An identical transcription of the records is required.

(Region pointing data)
+ + +

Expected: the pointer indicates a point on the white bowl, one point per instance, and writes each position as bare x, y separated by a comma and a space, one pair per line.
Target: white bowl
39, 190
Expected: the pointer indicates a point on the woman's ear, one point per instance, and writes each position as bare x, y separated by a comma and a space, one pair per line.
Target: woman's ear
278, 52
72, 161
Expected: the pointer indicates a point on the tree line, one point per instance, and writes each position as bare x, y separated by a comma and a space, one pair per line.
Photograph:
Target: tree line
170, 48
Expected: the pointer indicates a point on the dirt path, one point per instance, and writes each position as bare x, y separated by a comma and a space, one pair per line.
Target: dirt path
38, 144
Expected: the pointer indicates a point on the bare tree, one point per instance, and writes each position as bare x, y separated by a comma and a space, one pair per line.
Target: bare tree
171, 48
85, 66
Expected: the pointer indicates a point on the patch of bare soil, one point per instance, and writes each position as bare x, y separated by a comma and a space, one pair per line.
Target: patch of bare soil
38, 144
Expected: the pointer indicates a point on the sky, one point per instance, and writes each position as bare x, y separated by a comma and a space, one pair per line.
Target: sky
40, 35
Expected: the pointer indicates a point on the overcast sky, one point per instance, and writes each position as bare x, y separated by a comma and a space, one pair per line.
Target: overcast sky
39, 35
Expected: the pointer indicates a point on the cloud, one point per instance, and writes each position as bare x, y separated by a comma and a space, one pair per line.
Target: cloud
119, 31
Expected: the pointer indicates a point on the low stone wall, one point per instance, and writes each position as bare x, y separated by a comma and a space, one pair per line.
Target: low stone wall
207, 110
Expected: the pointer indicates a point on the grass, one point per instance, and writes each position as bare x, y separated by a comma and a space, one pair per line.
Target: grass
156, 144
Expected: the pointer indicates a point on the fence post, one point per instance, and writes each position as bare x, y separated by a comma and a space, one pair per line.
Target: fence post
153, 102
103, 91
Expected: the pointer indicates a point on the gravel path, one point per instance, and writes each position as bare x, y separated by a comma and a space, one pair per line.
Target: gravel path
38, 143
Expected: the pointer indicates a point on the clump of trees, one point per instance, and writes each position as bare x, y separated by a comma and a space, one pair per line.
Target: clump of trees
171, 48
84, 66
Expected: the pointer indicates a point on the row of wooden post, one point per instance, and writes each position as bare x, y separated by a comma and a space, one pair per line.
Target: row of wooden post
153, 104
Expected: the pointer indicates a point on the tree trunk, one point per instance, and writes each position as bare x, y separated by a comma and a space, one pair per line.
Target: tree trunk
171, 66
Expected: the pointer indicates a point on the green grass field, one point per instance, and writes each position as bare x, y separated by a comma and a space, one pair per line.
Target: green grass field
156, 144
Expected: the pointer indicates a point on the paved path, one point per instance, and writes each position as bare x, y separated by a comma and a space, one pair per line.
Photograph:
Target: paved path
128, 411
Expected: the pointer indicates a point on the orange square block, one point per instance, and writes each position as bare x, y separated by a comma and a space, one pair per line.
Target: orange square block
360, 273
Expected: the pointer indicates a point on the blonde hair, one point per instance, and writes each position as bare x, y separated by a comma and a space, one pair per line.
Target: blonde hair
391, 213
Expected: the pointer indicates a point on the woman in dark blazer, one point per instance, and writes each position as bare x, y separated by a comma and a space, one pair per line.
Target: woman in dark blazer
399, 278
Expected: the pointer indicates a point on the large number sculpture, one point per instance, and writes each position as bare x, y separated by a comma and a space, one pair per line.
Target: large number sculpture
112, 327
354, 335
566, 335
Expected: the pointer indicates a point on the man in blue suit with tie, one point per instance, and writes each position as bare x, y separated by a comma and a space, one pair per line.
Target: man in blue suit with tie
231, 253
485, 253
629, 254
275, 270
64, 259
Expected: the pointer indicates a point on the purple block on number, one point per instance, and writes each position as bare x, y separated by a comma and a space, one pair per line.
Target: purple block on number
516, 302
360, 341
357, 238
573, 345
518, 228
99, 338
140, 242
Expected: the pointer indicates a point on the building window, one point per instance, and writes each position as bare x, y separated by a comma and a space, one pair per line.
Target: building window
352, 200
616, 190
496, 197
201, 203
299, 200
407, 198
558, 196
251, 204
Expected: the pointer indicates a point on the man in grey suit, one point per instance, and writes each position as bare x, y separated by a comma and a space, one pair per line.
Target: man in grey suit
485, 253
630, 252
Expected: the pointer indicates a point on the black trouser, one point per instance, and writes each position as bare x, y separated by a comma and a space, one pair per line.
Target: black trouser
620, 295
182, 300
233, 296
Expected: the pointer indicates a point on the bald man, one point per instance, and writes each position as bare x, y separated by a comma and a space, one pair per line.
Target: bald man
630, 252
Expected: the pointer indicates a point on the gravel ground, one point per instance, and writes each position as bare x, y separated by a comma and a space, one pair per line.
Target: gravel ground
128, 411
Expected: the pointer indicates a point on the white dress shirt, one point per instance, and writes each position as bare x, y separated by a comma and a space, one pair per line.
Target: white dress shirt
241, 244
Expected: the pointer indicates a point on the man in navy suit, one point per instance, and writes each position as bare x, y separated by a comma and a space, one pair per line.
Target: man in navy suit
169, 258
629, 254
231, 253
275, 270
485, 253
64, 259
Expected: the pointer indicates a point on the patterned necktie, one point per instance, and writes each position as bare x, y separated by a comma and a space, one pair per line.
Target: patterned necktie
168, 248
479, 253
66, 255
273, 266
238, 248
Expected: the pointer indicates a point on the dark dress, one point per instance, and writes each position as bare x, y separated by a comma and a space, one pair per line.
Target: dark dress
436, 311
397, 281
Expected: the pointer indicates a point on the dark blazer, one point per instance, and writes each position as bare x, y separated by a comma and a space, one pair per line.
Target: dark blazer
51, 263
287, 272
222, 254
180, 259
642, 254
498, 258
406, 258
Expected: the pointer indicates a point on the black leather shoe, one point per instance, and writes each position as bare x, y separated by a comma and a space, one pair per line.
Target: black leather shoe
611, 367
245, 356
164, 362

+ + +

■ **The completed task**
Expected: the pointer indicates a point on the white bowl, one point per instance, and writes each position as bare x, y separated by a comma and a space, one pair per line.
Target: white bowl
39, 190
Expected: the pointer indicates a point on the woman's ear, one point per instance, and writes each position as bare x, y separated by a comma and a space, one pair per line.
Target: woman's ear
278, 52
72, 161
Expected: the pointer indicates a point on the tree line, one point per instance, and writes each position as bare x, y separated by a comma and a space, one pair per line.
Photograph:
Target: tree line
170, 48
Expected: the pointer indicates a point on the dirt path, one point per instance, and writes each position as bare x, y separated by a comma and a space, one pair per line.
Target: dirt path
38, 144
Expected: the pointer indicates a point on the bare tree, one point per instance, and writes each position as bare x, y separated by a comma and a space, one pair per line.
Target: bare tree
171, 48
85, 66
Expected: the pointer indicates a point on the patch of bare soil, one point per instance, and writes each position as bare x, y separated by a comma and a space, one pair per line.
Target: patch of bare soil
38, 144
Expected: the pointer indicates a point on the sky, one point per instance, and writes each position as bare x, y separated by a comma and a space, one pair per line.
Target: sky
40, 35
Expected: the pointer indicates a point on the overcast sky, one point per instance, and writes each position as bare x, y separated by a comma and a space, one pair per line.
Target: overcast sky
39, 35
Expected: the pointer indicates a point on the cloud, one point per instance, and writes each position as bare x, y separated by a comma and a space, one pair per line.
Target: cloud
119, 31
Expected: the pointer indicates a point on the low stone wall, one point per instance, and writes each position as bare x, y separated by a comma and a space, one pair per line.
Target: low stone wall
207, 110
Expected: the pointer indicates a point on the grass, one point per instance, and writes each position as bare x, y separated by a comma and a space, one pair per line.
Target: grass
156, 144
Expected: the pointer indicates a point on the fence post, one point per instance, and writes each position as bare x, y separated by a comma and a space, one pair per line.
Target: fence post
153, 102
103, 91
Expected: the pointer indicates a point on the gravel path, one point per instance, and writes each position as bare x, y separated by a comma and a space, one pair per line.
Target: gravel path
38, 143
Expected: the pointer indicates a point on the clump of trees, one point per instance, and writes each position as bare x, y separated by a comma and a space, one pair per line.
Target: clump of trees
171, 48
84, 66
Expected: the pointer indicates a point on the row of wooden post, one point per instance, and writes each position as bare x, y separated by a comma and a space, one pair per line.
Target: row of wooden post
153, 104
Expected: the pointer indicates a point on the tree trunk, one point per instance, and writes each position as bare x, y separated by a comma and a space, one pair per line.
Target: tree trunk
171, 66
Expected: the pointer indicates a point on the green grass field, one point per instance, and writes each position as bare x, y separated by a comma and a space, one pair per line.
Target: green grass field
156, 144
Expected: the pointer indicates a point on the paved path, one point per instance, and writes each position as bare x, y separated by a comma and a space, one pair per line.
Photograph:
Target: paved path
128, 411
Expected: the pointer indicates a point on the orange square block, one point per instance, and writes each position as bare x, y separated by a comma and a space, one pair per line.
Target: orange square block
360, 273
Expected: the pointer indicates a point on the blonde hair, one point per instance, and writes each position as bare x, y separated by a comma and a space, one pair per line.
Target: blonde hair
391, 213
Expected: the pointer indicates a point on the woman in dark blazer, one point per instance, and writes each position as bare x, y separated by a comma and a space, one pair per line.
Target: woman in dark blazer
399, 278
Expected: the pointer indicates a point on the large number sculpture, one point per instance, and writes each position as bare x, y separated by a comma and a space, one pair per line.
Target: large number sculpture
112, 327
354, 335
566, 335
Expected: the pointer indicates a point on the man in blue suit with tie, one point per instance, and writes each position as bare x, y separated by a comma and a space, one pair per line.
Target: man in blue suit with tie
231, 253
485, 253
629, 254
275, 270
64, 259
Expected: the pointer indicates a point on the purple block on number, one point per instance, and writes each position as bare x, y separated by a comma and a space, one pair per line.
Target: purple block on number
516, 302
360, 341
357, 238
573, 345
518, 228
99, 338
140, 242
Expected: the pointer indicates a point on the building window, one point per instance, and writes each position as bare x, y separated by a comma and a space, one pair per line.
Target: building window
352, 200
616, 190
496, 197
201, 203
299, 200
407, 198
558, 196
251, 204
Expected: the pointer indicates a point on the man in grey suit, one point per instance, and writes each position as bare x, y separated by a comma and a space, one pair per line.
Target: man in grey suit
485, 253
630, 252
Expected: the pointer indicates a point on the black trouser, one point per instance, and writes each position as bare x, y separated by a comma and a space, one pair per line.
Target: black trouser
620, 295
182, 300
233, 296
Expected: the pointer indicates a point on the bald man, one point per instance, and writes each position as bare x, y separated by a comma and a space, one pair per line.
Target: bald man
630, 252
Expected: the pointer indicates a point on the gravel ground, one point per instance, and writes each position as bare x, y separated by a comma and a space, one pair per line.
Target: gravel ground
128, 411
Expected: the pointer indicates a point on the white dress shirt, one point per instance, and writes each position as bare x, y separated by a comma and a space, one pair per line.
Target: white dress shirt
241, 244
Expected: the pointer indicates a point on the man in navy suit, one point per instance, and writes each position as bare x, y separated by a comma and a space, one pair per line.
Target: man in navy suit
169, 258
629, 254
231, 253
275, 270
485, 253
64, 259
Expected: the pointer indicates a point on the patterned necktie, one point per instance, and writes each position as bare x, y separated by a comma and a space, one pair per line.
Target: patterned necktie
168, 248
479, 253
66, 255
273, 266
238, 248
Expected: the pointer indicates a point on the dark dress, one point per instance, and writes each position as bare x, y separated by a comma and a space, one pair per line.
Target: dark dress
436, 311
397, 281
Expected: the pointer indicates a point on the dark blazer, one point per instance, and writes each position as bare x, y separated by a comma and a space, one pair per line.
Target: dark blazer
51, 263
287, 272
222, 254
180, 259
642, 254
498, 258
406, 258
Expected: the pointer indicates a point on the black leather shoe, one point per instance, and writes each position as bare x, y separated by a comma and a space, one pair per line.
Target: black leather shoe
611, 367
245, 356
164, 362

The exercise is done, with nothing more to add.